[Location identification entries]
* * * *
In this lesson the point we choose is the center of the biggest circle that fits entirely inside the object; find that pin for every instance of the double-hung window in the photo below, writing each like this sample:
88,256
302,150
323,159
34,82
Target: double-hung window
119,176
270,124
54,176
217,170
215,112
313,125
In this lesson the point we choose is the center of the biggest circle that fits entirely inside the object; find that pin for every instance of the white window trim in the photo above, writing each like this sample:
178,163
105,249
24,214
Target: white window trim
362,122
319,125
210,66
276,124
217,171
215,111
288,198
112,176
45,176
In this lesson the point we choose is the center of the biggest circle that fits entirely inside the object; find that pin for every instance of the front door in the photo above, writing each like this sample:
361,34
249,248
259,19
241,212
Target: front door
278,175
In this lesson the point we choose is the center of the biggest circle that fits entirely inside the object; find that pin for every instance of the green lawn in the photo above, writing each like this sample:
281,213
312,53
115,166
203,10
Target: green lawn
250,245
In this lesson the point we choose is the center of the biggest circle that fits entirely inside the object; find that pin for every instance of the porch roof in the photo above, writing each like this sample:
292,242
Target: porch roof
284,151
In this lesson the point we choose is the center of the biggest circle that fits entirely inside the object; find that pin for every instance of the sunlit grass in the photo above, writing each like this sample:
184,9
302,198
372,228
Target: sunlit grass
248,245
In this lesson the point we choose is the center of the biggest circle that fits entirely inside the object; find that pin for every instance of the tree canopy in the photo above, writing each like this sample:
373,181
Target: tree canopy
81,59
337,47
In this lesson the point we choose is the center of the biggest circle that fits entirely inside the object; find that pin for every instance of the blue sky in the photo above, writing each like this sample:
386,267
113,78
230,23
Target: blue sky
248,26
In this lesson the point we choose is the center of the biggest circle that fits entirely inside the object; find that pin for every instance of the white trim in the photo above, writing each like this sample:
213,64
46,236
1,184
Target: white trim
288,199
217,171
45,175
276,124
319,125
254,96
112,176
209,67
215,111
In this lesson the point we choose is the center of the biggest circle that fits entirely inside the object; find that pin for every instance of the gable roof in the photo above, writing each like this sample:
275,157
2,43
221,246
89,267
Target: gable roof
* * * *
* **Goal**
Starting at the line containing "the white trim" and continuing through the end of the records, write those lines out again with "gable roof" swapped for "hip roof" and nothing else altered.

* **Written answer**
In this lesson the point we choose is the center of the biggest circle that fits entirely inside the object; find that pin for every instance of the white trim in the photo above, writing each like this sample:
213,64
46,236
1,184
Target: white trim
288,199
217,171
45,175
276,124
319,125
254,96
112,176
209,67
215,111
In this lesson the point we choose is the center of the biggest circle that fits entirely inside the object; find that pin for every instance of the hip roof in the photo above, writing each like this sample:
275,157
2,43
221,246
89,267
Target: hip roof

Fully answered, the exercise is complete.